Send back the records in full, character for character.

Extracted material Start Marker

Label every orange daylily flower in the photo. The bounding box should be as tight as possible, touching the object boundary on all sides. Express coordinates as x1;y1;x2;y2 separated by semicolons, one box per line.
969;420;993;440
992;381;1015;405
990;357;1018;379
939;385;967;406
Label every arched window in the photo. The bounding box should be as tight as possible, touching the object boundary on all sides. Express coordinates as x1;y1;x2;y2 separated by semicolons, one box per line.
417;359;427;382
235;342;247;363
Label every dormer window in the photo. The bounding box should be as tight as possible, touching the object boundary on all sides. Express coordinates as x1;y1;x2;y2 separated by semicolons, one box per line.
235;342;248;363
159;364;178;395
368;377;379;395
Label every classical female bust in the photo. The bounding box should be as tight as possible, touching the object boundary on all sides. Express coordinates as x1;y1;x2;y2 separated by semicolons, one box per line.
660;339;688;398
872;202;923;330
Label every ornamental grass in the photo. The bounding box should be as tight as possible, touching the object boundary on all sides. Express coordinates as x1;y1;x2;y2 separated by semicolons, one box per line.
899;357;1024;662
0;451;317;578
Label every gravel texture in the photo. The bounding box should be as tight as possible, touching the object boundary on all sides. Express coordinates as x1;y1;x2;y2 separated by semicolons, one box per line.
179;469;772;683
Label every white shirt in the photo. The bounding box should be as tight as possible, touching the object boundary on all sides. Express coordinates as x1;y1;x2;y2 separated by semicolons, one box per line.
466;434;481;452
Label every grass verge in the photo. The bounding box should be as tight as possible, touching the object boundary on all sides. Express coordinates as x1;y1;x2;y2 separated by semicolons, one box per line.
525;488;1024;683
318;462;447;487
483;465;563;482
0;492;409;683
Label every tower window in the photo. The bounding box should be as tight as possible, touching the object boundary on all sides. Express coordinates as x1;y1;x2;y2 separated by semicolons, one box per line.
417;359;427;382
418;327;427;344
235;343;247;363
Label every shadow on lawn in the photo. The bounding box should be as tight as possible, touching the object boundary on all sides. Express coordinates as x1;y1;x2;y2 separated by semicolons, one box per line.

Extracted material End Marker

The answer:
Label every orange daylily flower in the photo. The bounding box should be as tight as possible, touching the object boundary on all sides. Express coordinates as x1;y1;x2;y2 separated by semicolons, one box per line.
969;420;993;440
992;381;1015;405
990;357;1018;379
939;385;967;406
Label every arched window in the photo. The bounding box should be as tight as possible, touching the object boundary on all sides. Express coordinates as x1;y1;x2;y2 separated by semicolons, one box per line.
417;359;427;382
235;342;247;363
Label every dormer window in the photo. The bounding box should be as tight as possible, touching the object boundary on all sides. Express coordinates as x1;y1;x2;y2 separated by semicolons, one box per line.
235;342;248;363
159;364;178;395
368;377;379;395
Label every classical female bust in the photo. The bounding box should be as tight as possible, touching the object boundary on all sides. Express coordinates as x1;y1;x2;y2 separated by semicolons, one box per line.
660;339;688;398
872;202;923;330
Label every ornamental grass in the photo. The bounding box should be as tight as possible, touching the object boundary on all sides. Express coordinates as x1;y1;x2;y2 separated by semicolons, one box per line.
899;357;1024;662
0;451;317;578
Label every gravel texture in the photo. The bounding box should be as tight as possible, touching the object boundary on all sides. Express coordinates as x1;y1;x2;y2 separated by semicolons, one box per line.
179;469;772;683
Label every white shirt in the photo. The bounding box should be as tight as possible, touching the object boundary on all sides. Express coordinates as x1;y1;x2;y2 separated by semicolons, one box per line.
466;434;481;452
Label every grass verge in the photo. The bounding box should be as tight as possible, touching the object boundary on all sides. Express coordinates as x1;y1;x2;y2 separated by semicolons, one box per line.
525;488;1024;683
318;462;447;487
483;465;563;482
0;492;409;683
Label every tower window in the photo. The bounding box should be as tight as possible, touching the object boundary on all sides. Express coordinates as x1;y1;x2;y2 separated by semicolons, one box per line.
417;359;427;382
418;327;427;344
235;343;247;363
Label every shadow on lawn in the photo. The bounding box should be as tight as possible, touching the object boundary on all sides. Express coordinates as x1;y1;x2;y2 separated by semicolons, one box per line.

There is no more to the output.